━━ Document excerpt ━━
# Chino Airshow 2010 May 15-16



## evangilder (Apr 16, 2010)

This years show looks really good! Here is the schedule:







With almost an full hour of warbird fly-bys, my arms are going to HURT! 

AND 12-24 P-51 Mustangs in formation!!! 

It's going to be an awesome show.


----------



## r2800doublewasp (Apr 16, 2010)

Sounds great! too bad, I have never been to one though.


----------



## wheelsup_cavu (Apr 16, 2010)

Looks Awesome. 8)

Are you going to make it to March on the 1st or 2nd. According to the schedule Doug Gillis will be performing. I don't know if that is still happening but they haven't updated/changed the schedule yet.
http://www.ww2aircraft.net/forum/warbird-displays/march-field-airfest-2010-a-24237.html

"1015 Thunder Flight Four-Ship of L-29’s from March Aero Club led by Doug Gillis"


Wheels


----------



## evangilder (Apr 17, 2010)

I'm not sure. I know Doug has an appeal in April, but I haven't heard anything about it yet. 

I won't be at March this year as I have a bunch of things going on at work and I will be in Palm Springs the following weekend for the T-34 gathering. With the gathering and Chino that's 2 weekends in a row away from the family. I'm not pushing my luck for 3.


----------



## Micdrow (Apr 17, 2010)

Sounds like a great airshow, now if I where only rich.


----------



## vikingBerserker (Apr 17, 2010)

<I am not jealous, I am not jealous......>


----------



## syscom3 (Apr 17, 2010)

Micdrow said:


> Sounds like a great airshow, now if I where only rich.



Only a couple hundred for airfare, and $70 a night for a average motel/hotel.

You can do it on the cheap with no problem at all.


----------



## wheelsup_cavu (Apr 18, 2010)

evangilder said:


> I'm not sure. I know Doug has an appeal in April, but I haven't heard anything about it yet.
> 
> I won't be at March this year as I have a bunch of things going on at work and I will be in Palm Springs the following weekend for the T-34 gathering. With the gathering and Chino that's 2 weekends in a row away from the family. I'm not pushing my luck for 3.


That makes sense. It's a lot of weekends in a row to be away from home.


Wheels


----------



## Micdrow (Apr 18, 2010)

syscom3 said:


> Only a couple hundred for airfare, and $70 a night for a average motel/hotel.
> 
> You can do it on the cheap with no problem at all.



Probably Syscom except Im saving up for Airventure again this year. As of right now the plan is to take off the whole week and my family wants to go every day. Its been a while since I done the full 7 days and well with the B-17 and DC-3/C-47 aniversory going on I want to see it all at a slower pass this year. The grounds are changing out there. EAA is spending a 15 million dollar upgrade project for the grounds and airshow and things are moving all over the place. For a 7 day pass for my three family members alone will be $230 plus $56 dollars for parking for the week and then that does not include gas for the half hour drive back and forth every day. That does not include drinks, food and such of which for the most part I carry. But then there is the fly market for books.
━━━
The exercise |
Continue the Chino Airshow 2010 forum thread, starting right after its final sentence.
━━ Dataset records ━━
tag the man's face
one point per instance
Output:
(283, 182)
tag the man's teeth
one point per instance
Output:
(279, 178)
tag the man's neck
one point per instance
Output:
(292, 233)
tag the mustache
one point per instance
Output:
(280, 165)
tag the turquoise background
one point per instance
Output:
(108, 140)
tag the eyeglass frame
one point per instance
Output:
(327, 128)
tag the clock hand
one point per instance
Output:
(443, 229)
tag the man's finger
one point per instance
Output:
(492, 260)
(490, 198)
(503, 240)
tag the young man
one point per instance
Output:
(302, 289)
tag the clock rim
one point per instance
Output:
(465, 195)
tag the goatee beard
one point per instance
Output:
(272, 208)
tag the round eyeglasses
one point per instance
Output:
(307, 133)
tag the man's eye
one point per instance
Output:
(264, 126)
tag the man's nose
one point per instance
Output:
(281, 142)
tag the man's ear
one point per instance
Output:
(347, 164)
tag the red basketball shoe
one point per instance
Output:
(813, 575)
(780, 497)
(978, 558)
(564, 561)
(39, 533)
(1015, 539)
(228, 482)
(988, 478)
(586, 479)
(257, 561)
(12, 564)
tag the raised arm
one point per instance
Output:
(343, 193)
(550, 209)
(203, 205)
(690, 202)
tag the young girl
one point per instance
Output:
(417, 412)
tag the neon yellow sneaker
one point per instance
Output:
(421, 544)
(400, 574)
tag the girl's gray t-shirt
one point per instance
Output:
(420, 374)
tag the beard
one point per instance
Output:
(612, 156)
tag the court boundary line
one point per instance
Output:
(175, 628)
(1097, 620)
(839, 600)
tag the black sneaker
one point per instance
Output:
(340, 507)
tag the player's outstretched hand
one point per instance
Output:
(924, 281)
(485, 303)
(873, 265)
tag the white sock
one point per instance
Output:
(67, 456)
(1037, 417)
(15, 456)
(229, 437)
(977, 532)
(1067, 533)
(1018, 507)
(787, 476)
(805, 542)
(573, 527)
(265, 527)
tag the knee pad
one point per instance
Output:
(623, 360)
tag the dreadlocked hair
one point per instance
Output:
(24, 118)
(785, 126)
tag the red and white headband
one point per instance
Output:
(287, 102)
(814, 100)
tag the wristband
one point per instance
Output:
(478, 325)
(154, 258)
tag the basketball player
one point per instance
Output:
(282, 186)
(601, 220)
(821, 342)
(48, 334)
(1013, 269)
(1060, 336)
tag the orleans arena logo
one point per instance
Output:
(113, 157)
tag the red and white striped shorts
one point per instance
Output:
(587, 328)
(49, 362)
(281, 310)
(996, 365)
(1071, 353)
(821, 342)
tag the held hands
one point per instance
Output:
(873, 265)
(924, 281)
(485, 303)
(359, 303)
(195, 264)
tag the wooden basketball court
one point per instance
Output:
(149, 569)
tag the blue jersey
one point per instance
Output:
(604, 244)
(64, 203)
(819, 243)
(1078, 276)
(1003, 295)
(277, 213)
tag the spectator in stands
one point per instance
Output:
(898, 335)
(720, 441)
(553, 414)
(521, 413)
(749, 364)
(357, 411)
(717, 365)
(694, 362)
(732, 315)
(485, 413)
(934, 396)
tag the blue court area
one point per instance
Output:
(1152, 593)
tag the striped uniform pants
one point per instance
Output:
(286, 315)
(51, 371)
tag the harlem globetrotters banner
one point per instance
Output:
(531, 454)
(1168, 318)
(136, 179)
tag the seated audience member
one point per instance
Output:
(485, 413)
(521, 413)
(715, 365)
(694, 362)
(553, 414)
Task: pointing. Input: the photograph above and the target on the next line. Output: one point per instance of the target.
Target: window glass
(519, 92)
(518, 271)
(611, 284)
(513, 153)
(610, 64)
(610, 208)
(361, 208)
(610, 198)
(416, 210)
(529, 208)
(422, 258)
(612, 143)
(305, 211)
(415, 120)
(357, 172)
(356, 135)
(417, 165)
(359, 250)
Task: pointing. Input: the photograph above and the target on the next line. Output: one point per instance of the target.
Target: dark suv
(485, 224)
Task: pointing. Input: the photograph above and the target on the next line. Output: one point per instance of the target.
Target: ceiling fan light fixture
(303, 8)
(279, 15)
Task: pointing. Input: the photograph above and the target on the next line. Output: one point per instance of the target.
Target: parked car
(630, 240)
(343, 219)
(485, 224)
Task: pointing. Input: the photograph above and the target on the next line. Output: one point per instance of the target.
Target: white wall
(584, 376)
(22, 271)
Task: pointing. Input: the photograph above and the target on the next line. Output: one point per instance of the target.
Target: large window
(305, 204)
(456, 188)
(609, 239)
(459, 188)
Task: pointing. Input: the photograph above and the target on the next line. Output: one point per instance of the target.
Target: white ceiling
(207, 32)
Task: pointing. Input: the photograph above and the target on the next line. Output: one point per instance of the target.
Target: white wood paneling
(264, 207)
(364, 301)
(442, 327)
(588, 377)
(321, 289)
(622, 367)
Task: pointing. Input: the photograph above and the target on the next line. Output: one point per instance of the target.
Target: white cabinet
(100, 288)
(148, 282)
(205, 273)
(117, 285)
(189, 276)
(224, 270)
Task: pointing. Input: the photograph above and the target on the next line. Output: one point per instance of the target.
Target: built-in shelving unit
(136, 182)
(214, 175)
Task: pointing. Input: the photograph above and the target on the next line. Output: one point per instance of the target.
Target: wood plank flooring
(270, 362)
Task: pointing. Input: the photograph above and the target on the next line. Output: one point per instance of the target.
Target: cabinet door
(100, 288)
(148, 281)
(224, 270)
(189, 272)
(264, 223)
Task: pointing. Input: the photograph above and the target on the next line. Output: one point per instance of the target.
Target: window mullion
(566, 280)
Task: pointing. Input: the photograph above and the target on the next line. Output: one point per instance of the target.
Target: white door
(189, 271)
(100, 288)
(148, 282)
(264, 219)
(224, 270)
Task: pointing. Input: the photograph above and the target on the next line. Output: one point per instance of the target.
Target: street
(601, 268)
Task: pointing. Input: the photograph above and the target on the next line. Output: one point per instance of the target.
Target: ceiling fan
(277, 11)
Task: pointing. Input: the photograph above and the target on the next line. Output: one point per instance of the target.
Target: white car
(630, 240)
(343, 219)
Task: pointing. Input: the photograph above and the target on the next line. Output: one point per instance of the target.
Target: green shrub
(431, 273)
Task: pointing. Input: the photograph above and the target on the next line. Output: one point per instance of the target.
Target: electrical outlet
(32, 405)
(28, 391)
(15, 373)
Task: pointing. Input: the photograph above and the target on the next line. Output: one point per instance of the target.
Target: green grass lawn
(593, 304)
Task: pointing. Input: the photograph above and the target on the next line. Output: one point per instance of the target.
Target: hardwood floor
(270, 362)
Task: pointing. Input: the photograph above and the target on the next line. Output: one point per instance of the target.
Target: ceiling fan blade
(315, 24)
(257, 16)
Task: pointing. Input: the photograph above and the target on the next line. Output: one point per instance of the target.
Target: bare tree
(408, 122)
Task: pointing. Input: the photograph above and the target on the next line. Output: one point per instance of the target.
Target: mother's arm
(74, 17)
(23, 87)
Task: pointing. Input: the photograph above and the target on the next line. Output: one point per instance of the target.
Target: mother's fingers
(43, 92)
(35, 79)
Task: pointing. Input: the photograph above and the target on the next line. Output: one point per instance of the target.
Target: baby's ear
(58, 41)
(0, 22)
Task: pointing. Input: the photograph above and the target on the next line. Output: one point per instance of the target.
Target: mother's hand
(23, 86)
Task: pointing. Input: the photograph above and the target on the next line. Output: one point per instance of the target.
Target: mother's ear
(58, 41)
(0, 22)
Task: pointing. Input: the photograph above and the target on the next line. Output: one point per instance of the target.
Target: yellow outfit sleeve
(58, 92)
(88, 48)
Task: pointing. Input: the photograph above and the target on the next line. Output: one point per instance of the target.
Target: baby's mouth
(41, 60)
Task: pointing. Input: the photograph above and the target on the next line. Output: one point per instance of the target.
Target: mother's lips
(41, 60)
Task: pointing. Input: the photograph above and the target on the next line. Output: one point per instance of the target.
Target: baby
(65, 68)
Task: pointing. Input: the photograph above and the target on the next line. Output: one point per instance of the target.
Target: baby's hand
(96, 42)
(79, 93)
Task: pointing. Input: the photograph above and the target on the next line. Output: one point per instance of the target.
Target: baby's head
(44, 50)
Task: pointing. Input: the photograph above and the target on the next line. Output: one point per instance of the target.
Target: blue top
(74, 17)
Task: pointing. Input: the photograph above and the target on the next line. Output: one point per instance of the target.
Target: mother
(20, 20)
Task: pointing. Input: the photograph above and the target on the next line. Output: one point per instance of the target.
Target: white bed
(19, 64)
━━━
Result for this exercise |
Then if things go good I want to go to Thunder in Michigan this year. Will have to see how things go. 

Eric, you coming this year????


----------



## evangilder (Apr 18, 2010)

If by some miracle I come into a bunch of money, I'll be there. I really wish I could as the DC-3/C-47 has always been a favorite of mine. Plus the whole Osh experience is really something.


----------



## ian51291 (Apr 18, 2010)

Hi guy,s schedule for the show looks awsome,im comming over from the UK to see the show staying in Chino for two weeks so both days i will be at the show then the rest of the time will be spent doing the toursit stuff.really looking forward to it.BTW what's the weather normally like in May and what's the area or Chino like.
Cheers 
Ian


----------



## evangilder (Apr 18, 2010)

Bring lots of sun screen and water. The weather is usually hot at Chino that weekend. There is usually some morning haze as well. Three years ago, it was 116F (47c) on the tarmac. Aside from the airport and museums there, there isn't a while lot else to do in the Chino area. The Palm Springs Air Museum is east of there about 1-1.5 hours and is well worth a visit. March Field museum is nearby in Riverside as well. There are plenty of things to keep you busy in Southern California.


----------



## syscom3 (Apr 18, 2010)

ian51291 said:


> Hi guy,s schedule for the show looks awsome,im comming over from the UK to see the show staying in Chino for two weeks so both days i will be at the show then the rest of the time will be spent doing the toursit stuff.really looking forward to it.BTW what's the weather normally like in May and what's the area or Chino like.
> Cheers
> Ian



Do not forget to have the March AFB museum on your schedule. You can easily spend a whole afternoon wandering around looking that their collection. Its about 30 minutes from Chino.


----------



## ian51291 (Apr 18, 2010)

Thanks guy's,we have a car for the two weeks we are there so it will be no problem getting around.
Cheers
Ian.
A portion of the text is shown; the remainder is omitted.